-- start Records provided --

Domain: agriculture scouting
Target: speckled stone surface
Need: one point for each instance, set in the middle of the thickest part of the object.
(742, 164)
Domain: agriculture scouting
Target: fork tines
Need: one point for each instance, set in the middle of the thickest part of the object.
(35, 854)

-- end Records provided --

Given exercise:
Reproduce the listing above line for line, with no changes.

Response to this task:
Domain: agriculture scouting
Target: speckled stone surface
Need: one point for each instance, set in the middle of the thickest part of the object.
(742, 164)
Domain: agriculture scouting
Target: fork tines
Need: one point for each instance, set in the middle of the thickest part of the object.
(35, 854)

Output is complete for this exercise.